## SHORT EXERCISE:
Your task is to print the material below exactly as presented.

━━━ AVAILABLE RECORDS ━━━

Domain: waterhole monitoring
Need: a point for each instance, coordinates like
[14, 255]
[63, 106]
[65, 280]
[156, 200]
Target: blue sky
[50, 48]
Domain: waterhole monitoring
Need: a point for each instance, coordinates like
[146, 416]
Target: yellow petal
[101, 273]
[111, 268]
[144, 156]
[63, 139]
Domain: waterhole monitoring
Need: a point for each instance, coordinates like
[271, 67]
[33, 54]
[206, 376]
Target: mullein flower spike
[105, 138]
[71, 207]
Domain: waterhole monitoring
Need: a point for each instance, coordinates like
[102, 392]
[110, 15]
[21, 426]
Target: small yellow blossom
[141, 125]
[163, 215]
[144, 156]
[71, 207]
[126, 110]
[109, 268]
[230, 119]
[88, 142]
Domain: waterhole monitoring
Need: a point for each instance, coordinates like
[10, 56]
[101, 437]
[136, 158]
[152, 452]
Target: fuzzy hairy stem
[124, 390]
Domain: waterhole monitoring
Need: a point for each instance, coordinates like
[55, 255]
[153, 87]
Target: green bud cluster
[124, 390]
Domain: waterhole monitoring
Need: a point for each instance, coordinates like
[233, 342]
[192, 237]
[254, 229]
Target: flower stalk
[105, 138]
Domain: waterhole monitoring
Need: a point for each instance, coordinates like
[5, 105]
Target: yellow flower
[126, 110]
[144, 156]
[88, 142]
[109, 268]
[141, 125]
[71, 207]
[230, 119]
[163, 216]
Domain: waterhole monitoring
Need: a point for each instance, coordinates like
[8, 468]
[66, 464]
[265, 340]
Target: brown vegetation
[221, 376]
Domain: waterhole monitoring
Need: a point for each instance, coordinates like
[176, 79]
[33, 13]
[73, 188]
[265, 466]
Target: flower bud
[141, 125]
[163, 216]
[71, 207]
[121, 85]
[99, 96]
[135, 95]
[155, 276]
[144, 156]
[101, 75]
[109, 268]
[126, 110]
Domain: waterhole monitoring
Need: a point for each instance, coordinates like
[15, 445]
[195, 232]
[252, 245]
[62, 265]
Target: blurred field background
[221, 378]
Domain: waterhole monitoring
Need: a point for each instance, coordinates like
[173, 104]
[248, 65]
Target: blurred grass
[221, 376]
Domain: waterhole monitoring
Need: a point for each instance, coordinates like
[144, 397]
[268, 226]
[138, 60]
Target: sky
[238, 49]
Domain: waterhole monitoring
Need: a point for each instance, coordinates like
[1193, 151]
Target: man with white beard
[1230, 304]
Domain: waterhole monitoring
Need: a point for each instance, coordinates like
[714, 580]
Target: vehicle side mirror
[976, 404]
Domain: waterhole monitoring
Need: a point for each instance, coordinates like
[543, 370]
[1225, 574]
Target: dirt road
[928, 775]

━━━

## CORRECT OUTPUT:
Domain: waterhole monitoring
Need: a point for each instance, coordinates like
[14, 255]
[63, 106]
[65, 280]
[156, 200]
Target: blue sky
[50, 48]
Domain: waterhole monitoring
Need: a point for each instance, coordinates like
[146, 416]
Target: yellow petal
[101, 273]
[111, 268]
[144, 156]
[63, 139]
Domain: waterhole monitoring
Need: a point for each instance, coordinates like
[271, 67]
[33, 54]
[206, 376]
Target: mullein flower spike
[105, 138]
[71, 207]
Domain: waterhole monitoring
Need: a point for each instance, coordinates like
[102, 392]
[110, 15]
[21, 426]
Target: small yellow blossom
[141, 125]
[163, 215]
[144, 156]
[71, 207]
[126, 110]
[109, 268]
[230, 119]
[88, 142]
Domain: waterhole monitoring
Need: a point for each instance, coordinates like
[10, 56]
[101, 437]
[136, 158]
[152, 452]
Target: fuzzy hairy stem
[124, 390]
Domain: waterhole monitoring
Need: a point for each instance, coordinates like
[55, 255]
[153, 87]
Target: green bud cluster
[124, 390]
Domain: waterhole monitoring
Need: a point for each instance, coordinates like
[233, 342]
[192, 237]
[254, 229]
Target: flower stalk
[105, 138]
Domain: waterhole monitoring
Need: a point for each instance, coordinates like
[5, 105]
Target: yellow flower
[126, 110]
[144, 156]
[88, 142]
[109, 268]
[141, 125]
[71, 207]
[230, 119]
[163, 216]
Domain: waterhole monitoring
Need: a point for each instance, coordinates like
[8, 468]
[66, 464]
[265, 340]
Target: brown vegetation
[221, 376]
Domain: waterhole monitoring
Need: a point for each instance, coordinates like
[176, 79]
[33, 13]
[73, 188]
[265, 466]
Target: flower bud
[141, 125]
[163, 216]
[71, 207]
[121, 85]
[99, 96]
[135, 95]
[155, 276]
[144, 156]
[101, 75]
[109, 268]
[126, 110]
Domain: waterhole monitoring
Need: a point for each instance, coordinates like
[15, 445]
[195, 232]
[252, 245]
[62, 265]
Target: blurred field background
[221, 378]
Domain: waterhole monitoring
Need: a point for each instance, coordinates like
[173, 104]
[248, 65]
Target: blurred grass
[221, 376]
Domain: waterhole monitoring
Need: a point for each instance, coordinates like
[144, 397]
[268, 226]
[138, 60]
Target: sky
[238, 49]
Domain: waterhole monitoring
Need: a point for each instance, coordinates like
[1193, 151]
Target: man with white beard
[1230, 304]
Domain: waterhole monitoring
Need: a point for each instance, coordinates like
[714, 580]
Target: vehicle side mirror
[976, 404]
Domain: waterhole monitoring
Need: a point for each instance, coordinates like
[543, 370]
[1225, 574]
Target: dirt road
[928, 775]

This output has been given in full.